[Pointing dataset items]
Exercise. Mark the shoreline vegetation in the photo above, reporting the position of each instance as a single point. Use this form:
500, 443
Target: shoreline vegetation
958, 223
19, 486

TASK DIRECTIONS: Recast every line of the items above as a numbered list, leaving out any blank lines.

WORKED SOLUTION:
1. Exercise. Mark the shoreline vegetation in the photo above, reporting the position of each instance as a single point. Use this form:
2. 500, 443
3. Target: shoreline vegetation
4. 958, 223
5. 19, 486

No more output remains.